• [Records supplied]:
>> START

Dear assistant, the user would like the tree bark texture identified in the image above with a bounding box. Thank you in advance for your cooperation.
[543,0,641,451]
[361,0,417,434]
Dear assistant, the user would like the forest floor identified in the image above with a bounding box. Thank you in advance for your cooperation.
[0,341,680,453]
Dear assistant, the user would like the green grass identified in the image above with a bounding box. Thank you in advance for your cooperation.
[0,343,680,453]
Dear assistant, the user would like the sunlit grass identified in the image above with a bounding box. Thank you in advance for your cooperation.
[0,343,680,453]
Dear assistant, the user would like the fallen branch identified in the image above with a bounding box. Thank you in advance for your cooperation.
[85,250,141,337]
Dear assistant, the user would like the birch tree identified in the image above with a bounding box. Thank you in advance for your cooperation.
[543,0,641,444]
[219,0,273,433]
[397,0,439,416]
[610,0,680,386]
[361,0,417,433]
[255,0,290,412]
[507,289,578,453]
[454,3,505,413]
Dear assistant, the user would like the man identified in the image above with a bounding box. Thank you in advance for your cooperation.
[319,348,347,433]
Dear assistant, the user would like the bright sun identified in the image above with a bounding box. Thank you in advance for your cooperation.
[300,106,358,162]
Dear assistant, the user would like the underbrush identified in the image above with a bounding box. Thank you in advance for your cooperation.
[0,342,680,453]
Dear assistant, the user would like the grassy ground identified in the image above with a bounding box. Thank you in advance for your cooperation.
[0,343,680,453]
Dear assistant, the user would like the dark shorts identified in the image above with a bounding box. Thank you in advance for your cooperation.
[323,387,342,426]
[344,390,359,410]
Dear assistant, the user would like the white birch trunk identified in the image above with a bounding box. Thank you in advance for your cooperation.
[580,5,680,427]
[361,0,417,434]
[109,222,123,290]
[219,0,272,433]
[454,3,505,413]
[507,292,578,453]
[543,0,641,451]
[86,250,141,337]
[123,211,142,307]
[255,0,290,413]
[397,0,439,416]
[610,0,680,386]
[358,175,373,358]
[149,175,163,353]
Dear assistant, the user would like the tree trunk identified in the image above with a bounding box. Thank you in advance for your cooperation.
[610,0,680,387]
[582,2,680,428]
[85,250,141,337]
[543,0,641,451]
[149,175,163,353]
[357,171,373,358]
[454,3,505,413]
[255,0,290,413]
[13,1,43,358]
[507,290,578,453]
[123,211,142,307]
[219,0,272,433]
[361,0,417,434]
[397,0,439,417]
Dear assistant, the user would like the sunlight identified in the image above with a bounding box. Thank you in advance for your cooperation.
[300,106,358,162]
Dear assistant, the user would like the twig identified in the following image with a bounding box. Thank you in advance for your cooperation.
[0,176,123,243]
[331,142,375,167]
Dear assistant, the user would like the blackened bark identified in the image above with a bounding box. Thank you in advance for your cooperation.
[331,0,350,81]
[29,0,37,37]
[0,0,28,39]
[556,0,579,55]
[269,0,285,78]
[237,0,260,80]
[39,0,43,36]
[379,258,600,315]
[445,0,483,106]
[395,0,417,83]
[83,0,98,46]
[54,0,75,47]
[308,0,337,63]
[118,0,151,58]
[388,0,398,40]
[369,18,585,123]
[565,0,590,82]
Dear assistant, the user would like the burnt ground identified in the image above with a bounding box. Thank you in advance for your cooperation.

>> END

• [Work to complete]:
Reproduce the material above in full, substituting "rectangular frame" for every occurrence of "bounding box" and leaving everything else unchanged.

• [Reply]:
Dear assistant, the user would like the tree bark texture identified in the image above with a rectangular frame. Thank you in advance for your cooperation.
[543,0,641,451]
[361,0,417,434]
Dear assistant, the user would like the forest floor identified in the image above with a rectangular frame. Thank you in advance for your cooperation.
[0,341,680,453]
Dear assistant, the user would like the green grass identified in the image above with a rectangular frame. Thank you in advance for your cooperation.
[0,343,680,453]
Dear assistant, the user would like the sunlit grass identified in the image above with a rectangular frame. Thank you in advance for your cooperation.
[0,343,680,453]
Dear assistant, the user would like the fallen branch identified in the image above with a rectangular frame. Thank you in advance for your cooperation.
[85,250,141,337]
Dear assistant, the user would like the birch tree identified in the image above with a rectangular frame. Thank you in advance for your cooperation.
[543,0,641,444]
[219,0,273,433]
[397,0,439,416]
[610,0,680,386]
[361,0,417,433]
[255,0,290,412]
[507,289,578,453]
[454,3,505,413]
Dear assistant, the user would like the man identified in the image above with a rectangular frame. Thank you in advance for your cooperation.
[319,348,347,433]
Dear assistant, the user would like the bright sun identified in the image above with a rectangular frame. Thank you in advance for your cooperation.
[300,106,358,162]
Dear assistant, the user would like the underbrush identified in the image above with a rectangular frame. Thank you in advance for your cooperation.
[0,342,680,453]
Dear assistant, the user would like the grassy ground identified in the image above with a rectangular frame. Thank you in advance for your cooperation.
[0,343,680,453]
Dear assistant, the user would like the dark shorts identified in the image above with a rectangular frame. Thank you in advance for your cooperation.
[323,387,342,426]
[344,390,359,410]
Dear assistant, the user would like the white birch trunk identified in the image above with a rectangular frame. Thank you in advance for your cooperation.
[580,5,680,427]
[361,0,417,434]
[109,222,123,290]
[219,0,272,433]
[454,3,505,413]
[507,292,578,453]
[543,0,641,451]
[86,250,141,337]
[123,211,142,307]
[255,0,290,413]
[397,0,439,416]
[610,0,680,386]
[358,175,373,358]
[149,175,163,353]
Dear assistant, the user would like the tree trunk identified in the image above with a rectangular frame. Thank you in advance for your cooperation.
[610,0,680,387]
[582,2,680,428]
[85,250,141,337]
[543,0,641,451]
[149,175,163,353]
[357,171,373,358]
[454,3,505,413]
[255,0,290,413]
[13,1,43,358]
[507,290,578,453]
[123,211,142,307]
[219,0,272,433]
[361,0,417,434]
[397,0,439,417]
Dear assistant, the user would like the sunlight identified in the image above with a rectangular frame. Thank you in advance for your cooperation.
[300,106,358,162]
Dear assistant, the user would like the twig identified in the following image with a rectangular frame. Thank you in advance for your cooperation.
[0,176,123,243]
[331,142,375,167]
Dear assistant, the user would like the blackened bark identified in the image above with a rectangular frame. Thank you in advance for your cooperation.
[331,0,350,81]
[29,0,37,37]
[0,0,28,39]
[556,0,579,55]
[269,0,285,78]
[237,0,260,80]
[39,0,43,36]
[379,258,600,315]
[445,0,483,106]
[395,0,417,83]
[83,0,98,46]
[54,0,75,47]
[308,0,337,63]
[118,0,151,58]
[388,0,398,40]
[369,18,585,123]
[565,0,590,82]
Dear assistant, the user would like the burnt ground identified in the image above with a rectangular frame. Thank you in advance for your cooperation.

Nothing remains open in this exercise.